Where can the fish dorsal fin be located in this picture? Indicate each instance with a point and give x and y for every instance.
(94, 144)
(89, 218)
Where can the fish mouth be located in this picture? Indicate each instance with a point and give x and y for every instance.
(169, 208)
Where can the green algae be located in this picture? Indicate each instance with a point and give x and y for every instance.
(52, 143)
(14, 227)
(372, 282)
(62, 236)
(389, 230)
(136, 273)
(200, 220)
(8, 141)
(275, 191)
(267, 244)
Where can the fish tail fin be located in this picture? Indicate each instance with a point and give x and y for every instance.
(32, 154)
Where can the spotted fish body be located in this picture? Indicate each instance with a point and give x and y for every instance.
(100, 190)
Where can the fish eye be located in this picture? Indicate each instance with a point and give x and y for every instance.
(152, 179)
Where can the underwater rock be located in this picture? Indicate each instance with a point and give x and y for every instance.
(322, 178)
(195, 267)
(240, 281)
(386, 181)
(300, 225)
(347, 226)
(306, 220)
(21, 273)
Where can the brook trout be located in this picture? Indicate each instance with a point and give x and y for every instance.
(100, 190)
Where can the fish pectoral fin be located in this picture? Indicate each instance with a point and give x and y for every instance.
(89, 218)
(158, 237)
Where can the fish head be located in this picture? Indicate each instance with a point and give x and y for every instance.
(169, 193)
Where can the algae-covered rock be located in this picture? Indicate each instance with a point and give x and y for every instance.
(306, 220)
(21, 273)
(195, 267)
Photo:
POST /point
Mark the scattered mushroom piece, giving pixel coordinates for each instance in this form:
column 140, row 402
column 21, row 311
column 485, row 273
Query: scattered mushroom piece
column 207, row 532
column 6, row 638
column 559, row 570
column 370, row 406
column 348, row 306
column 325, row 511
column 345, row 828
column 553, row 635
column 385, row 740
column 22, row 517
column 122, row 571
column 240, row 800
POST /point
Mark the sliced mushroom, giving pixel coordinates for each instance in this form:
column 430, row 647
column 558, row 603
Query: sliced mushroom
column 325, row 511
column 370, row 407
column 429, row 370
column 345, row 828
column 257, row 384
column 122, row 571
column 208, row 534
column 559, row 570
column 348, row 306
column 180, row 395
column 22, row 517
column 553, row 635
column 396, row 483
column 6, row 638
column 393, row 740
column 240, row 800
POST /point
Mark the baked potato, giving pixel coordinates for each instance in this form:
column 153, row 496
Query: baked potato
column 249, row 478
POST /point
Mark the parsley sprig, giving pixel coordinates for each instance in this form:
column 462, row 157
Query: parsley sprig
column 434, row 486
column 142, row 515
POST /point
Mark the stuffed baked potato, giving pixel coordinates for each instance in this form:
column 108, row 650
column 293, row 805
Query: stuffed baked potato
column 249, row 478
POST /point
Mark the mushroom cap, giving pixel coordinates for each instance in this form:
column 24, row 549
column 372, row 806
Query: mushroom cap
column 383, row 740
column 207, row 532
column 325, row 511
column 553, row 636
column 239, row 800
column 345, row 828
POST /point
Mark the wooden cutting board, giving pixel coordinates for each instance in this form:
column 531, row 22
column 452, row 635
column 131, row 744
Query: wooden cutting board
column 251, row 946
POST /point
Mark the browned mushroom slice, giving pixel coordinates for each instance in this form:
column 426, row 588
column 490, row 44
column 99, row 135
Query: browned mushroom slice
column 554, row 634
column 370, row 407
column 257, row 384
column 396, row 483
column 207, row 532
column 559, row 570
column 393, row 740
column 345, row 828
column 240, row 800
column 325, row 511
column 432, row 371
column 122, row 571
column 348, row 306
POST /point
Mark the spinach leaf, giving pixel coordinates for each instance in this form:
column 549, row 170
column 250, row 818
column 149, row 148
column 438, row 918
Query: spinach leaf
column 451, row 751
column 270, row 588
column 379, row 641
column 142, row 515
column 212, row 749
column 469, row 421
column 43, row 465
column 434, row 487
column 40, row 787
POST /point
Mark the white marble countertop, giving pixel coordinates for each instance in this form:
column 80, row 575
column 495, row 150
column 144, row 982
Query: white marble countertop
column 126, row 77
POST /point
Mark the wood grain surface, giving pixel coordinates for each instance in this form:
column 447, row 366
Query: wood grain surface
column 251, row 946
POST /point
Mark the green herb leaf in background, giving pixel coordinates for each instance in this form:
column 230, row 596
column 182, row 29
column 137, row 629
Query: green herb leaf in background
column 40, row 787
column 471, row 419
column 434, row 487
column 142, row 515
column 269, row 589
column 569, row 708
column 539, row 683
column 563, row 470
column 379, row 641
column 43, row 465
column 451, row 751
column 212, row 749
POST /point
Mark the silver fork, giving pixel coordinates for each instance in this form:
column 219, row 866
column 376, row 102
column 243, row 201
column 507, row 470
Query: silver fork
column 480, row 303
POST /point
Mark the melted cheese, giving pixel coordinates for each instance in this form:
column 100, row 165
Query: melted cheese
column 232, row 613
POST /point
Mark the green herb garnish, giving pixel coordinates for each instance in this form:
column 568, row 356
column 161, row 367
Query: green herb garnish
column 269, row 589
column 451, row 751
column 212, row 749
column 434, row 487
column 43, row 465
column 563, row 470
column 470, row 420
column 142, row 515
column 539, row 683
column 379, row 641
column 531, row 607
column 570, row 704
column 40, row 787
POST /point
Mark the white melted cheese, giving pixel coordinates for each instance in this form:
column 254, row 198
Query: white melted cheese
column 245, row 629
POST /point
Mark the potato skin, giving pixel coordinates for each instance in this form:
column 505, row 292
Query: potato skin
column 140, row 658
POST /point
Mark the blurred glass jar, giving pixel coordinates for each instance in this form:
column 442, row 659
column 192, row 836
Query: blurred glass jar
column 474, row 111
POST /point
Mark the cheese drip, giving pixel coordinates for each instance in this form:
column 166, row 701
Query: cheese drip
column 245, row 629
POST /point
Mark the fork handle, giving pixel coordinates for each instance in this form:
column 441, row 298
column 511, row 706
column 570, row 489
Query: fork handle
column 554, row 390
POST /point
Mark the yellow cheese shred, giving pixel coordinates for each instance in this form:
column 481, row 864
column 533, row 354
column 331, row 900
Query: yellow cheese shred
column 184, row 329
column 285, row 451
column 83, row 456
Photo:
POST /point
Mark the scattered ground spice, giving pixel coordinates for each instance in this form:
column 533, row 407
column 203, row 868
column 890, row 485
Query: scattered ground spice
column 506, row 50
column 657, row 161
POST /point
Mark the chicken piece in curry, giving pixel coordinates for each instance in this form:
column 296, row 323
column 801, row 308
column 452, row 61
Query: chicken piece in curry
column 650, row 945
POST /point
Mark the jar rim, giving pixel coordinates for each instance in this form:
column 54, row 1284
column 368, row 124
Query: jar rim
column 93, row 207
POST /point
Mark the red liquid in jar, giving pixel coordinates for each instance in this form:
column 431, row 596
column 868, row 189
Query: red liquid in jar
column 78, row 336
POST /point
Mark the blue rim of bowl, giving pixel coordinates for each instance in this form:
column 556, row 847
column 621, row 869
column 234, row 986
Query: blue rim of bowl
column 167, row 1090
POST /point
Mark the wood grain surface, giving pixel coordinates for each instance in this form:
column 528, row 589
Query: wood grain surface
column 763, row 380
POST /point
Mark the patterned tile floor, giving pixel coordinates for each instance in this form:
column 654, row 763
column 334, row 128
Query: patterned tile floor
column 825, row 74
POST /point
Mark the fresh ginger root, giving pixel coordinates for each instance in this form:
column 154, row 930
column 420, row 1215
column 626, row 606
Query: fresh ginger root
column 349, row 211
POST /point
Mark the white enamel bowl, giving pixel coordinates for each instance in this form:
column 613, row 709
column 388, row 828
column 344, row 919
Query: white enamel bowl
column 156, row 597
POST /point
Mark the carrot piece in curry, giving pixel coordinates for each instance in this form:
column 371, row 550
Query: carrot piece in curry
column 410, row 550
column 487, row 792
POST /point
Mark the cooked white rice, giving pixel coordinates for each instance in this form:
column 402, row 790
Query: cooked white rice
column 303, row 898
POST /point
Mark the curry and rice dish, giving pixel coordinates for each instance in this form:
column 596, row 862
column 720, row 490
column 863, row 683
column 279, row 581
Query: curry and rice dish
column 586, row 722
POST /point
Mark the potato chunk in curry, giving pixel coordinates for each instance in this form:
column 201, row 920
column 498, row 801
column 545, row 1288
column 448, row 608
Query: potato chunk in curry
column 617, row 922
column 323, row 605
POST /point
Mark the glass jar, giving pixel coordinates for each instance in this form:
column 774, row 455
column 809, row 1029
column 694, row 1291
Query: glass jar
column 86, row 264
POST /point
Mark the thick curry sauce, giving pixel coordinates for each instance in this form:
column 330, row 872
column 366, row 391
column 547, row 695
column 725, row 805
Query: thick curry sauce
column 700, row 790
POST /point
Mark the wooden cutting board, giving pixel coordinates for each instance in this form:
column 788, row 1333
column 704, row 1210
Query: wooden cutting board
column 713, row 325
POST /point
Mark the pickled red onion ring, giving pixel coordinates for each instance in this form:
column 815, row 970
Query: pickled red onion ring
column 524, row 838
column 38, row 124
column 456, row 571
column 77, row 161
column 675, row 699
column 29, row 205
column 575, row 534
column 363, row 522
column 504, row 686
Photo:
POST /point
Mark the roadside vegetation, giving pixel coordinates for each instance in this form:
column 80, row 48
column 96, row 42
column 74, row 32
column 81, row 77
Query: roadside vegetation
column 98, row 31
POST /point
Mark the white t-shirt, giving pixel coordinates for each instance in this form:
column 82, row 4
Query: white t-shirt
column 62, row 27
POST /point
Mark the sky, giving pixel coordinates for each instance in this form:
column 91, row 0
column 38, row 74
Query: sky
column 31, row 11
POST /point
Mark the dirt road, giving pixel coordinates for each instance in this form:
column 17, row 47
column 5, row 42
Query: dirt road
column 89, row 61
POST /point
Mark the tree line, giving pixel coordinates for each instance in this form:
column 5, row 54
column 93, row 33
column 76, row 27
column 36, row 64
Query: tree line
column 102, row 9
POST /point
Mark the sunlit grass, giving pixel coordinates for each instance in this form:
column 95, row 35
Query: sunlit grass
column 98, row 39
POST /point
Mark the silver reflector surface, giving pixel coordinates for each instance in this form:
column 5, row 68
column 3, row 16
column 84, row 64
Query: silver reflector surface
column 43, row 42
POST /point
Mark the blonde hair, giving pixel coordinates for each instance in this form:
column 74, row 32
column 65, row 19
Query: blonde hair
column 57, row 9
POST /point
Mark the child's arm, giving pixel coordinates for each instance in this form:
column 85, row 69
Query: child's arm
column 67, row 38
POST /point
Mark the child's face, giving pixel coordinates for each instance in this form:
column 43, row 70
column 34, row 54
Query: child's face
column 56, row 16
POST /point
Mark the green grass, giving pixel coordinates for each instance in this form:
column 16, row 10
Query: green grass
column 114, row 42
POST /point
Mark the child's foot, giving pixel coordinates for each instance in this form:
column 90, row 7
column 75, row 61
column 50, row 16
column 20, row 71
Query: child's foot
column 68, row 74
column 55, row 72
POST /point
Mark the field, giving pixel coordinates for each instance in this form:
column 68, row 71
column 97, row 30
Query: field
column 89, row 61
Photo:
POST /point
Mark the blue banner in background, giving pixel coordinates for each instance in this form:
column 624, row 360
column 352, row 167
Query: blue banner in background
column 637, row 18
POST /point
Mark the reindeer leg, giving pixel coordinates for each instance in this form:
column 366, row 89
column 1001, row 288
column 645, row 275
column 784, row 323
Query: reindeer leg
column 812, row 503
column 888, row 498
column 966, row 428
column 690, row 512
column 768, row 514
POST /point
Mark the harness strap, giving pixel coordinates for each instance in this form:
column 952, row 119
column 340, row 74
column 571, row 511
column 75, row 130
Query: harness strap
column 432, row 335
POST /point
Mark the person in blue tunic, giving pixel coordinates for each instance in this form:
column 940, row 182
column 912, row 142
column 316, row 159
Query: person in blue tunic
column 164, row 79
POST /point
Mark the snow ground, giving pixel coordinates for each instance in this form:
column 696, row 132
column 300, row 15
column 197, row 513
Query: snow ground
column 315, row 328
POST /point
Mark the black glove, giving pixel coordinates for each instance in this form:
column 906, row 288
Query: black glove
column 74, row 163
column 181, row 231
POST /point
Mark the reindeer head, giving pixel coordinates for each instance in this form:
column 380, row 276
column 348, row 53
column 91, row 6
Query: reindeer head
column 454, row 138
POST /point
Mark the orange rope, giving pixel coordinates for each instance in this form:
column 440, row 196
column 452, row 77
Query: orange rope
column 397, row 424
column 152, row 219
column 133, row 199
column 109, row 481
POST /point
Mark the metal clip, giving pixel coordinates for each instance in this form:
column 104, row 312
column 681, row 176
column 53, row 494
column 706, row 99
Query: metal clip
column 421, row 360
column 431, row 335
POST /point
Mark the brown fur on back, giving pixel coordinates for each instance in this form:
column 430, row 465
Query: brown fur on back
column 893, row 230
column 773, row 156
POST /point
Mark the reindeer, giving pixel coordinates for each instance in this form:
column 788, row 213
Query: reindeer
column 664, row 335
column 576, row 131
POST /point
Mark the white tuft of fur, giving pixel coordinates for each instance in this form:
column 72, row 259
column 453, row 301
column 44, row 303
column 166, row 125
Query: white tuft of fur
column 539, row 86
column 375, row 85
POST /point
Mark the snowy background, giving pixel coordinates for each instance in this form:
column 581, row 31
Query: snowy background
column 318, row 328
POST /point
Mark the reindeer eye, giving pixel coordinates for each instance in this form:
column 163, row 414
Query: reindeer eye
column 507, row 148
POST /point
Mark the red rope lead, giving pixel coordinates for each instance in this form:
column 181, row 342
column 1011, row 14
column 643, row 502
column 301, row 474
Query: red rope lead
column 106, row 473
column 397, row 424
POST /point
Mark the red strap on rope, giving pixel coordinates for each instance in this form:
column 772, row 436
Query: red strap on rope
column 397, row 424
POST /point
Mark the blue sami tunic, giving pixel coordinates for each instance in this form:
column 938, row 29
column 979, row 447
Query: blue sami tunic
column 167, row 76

+++

Count the lines in the items above that contain the string "glass", treating case as significant, and give only the number.

4